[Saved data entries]
....................
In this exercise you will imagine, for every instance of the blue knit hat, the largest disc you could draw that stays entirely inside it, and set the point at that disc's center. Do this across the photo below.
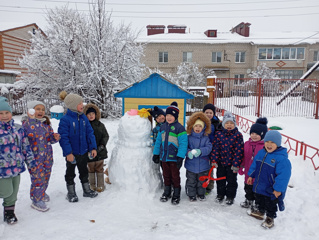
(4, 105)
(273, 136)
(173, 110)
(228, 116)
(260, 127)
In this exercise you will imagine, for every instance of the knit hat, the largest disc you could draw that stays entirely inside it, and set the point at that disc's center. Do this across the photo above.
(209, 106)
(32, 104)
(273, 136)
(91, 109)
(199, 122)
(4, 105)
(260, 127)
(228, 116)
(173, 110)
(156, 112)
(71, 100)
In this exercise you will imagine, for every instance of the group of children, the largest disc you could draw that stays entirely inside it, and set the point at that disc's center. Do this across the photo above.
(83, 140)
(208, 143)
....................
◆ INSTRUCTIONS TO FOLLOW ◆
Each line above should be written out again unchanged; no images are to be carried over.

◆ EXERCISE RESULT ◆
In this exercise you will imagine, for every instance of the blue knit hat, the largest disc you could draw that stays entirely inside it, and set the point at that disc's center. Do this across the photo below.
(4, 105)
(273, 136)
(173, 110)
(228, 116)
(260, 127)
In this exercise you will imagine, for every instance of the knit hat, the largest disc you could draw that stays entirely inside it, and set the point at that disc's center. Do this across the photo above.
(209, 106)
(32, 104)
(273, 136)
(91, 109)
(199, 122)
(4, 105)
(260, 127)
(228, 116)
(173, 110)
(156, 112)
(71, 100)
In this exercise you will imagine, for every instance of the group of children, the largest disc you could draw that stays entirely inside it, and set the point at that disc's center. Do this across the photo above.
(83, 140)
(208, 143)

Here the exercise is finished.